-- begin PAGE --
Maritime History of the Great Lakes
Pirate Offers Thousand Pounds: Schooner Days MCLXXXIV (1184)
Publication
Toronto Telegram (Toronto, ON), 4 Sep 1954
Description
Full Text
Pirate Offers Thousand Pounds
Schooner Days MCLXXXIV (1184)

by C. H. J. Snider


In Orkney, 1725


Round One of the battle of brains in Orkney ended distinctly in Fea's favor. He had five of the pirates and their only boat under lock and key. He lighted balefires on the hilltops to hasten his help and watched the long February night through for Gow's next move.


JOHN GOW, pirate, as already told, was in a jam under Calf Island opposite Eday, his 32 guns immobilized by the position of his embayed ship, Revenge, his longboat and even his last "small boat lost.

Across the Calf Sound, in Eday, at Carrick House, which Gow had come to ravage, his schooldays friend James Fea held the boat and its pirate crew close prisoners. Fea had only five men, but they were now well armed, and help would be on the way by the morrow. Alarm fires blazing on the hilltops of Eday were summoning it. It was too bitter cold to swim across the Sound in February, and the tide ran too strong for the boatless pirates in the Revenge to attempt to cross on a raft.

The gong sounded for Round Two in the battle of brains.


Gow fancied himself as a letter writer. He had been better at composition at school than Fea. He had told Fea he could not commit himself to writing. But perhaps he could flatter him into a trap by making an exception in favor of his old school friend. He began to compose a letter. But before he had finished it the wind, which had been blowing a heavy gale, veered to a point where, by clever management at high water, the Revenge could get out to sea if she were only started off properly.

Cursing Fea and all and sundry with the utmost heartiness, Gow abandoned his intention of robbing him and concentrated on his own escape. Sheeting home his close-reefed topsails and bracing his yards to give the Revenge the proper cant, Gow set "Chips" Murphy, the Revenge's carpenter, to cut the cable when he gave the word.


"Cut, cut ye fool, cut!" yelled Gow as her head began to swing.

The young fellow struck with his ship-axe, once! twice!! thrice!!! He was of course drunk, for these pirates were never sober, but it was blowing hard and the water was rough and the ship was rolling. Three blows only stranded the cable. It held until she had swung so far that her sails were filled the wrong way, and her head was pointed to the shore instead of out to sea. If it had held a little longer they might have swung the yards and brought her round again. But at the critical second the last strand parted and the Revenge drove madly on to the Calf Island shore. At the top of the tide. She would be high and dry at low water.
-- end PAGE --
-- begin INFORMATION SHOWN --
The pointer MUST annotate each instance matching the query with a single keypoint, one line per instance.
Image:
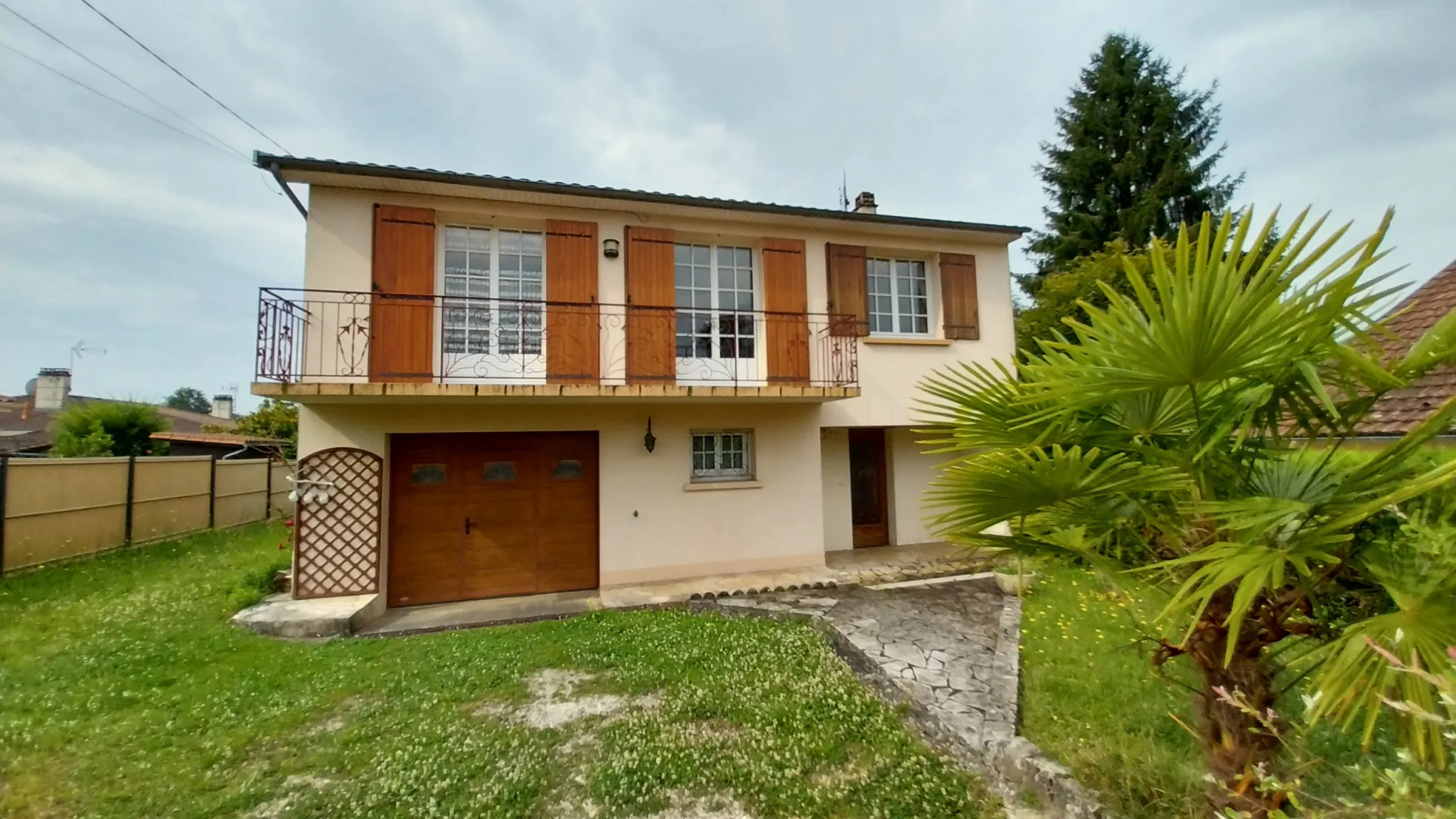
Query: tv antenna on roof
-- end INFORMATION SHOWN --
### WHAT TO PRODUCE
Answer from the Schooner Days article:
(a) How many guns did the Revenge carry?
(b) How many men did Fea have at Carrick House?
(c) Whom did Gow set to cut the cable?
Rely solely on the Schooner Days article when responding.

### ANSWER FOR THE TASK
(a) 32 guns.
(b) Five men.
(c) "Chips" Murphy, the Revenge's carpenter.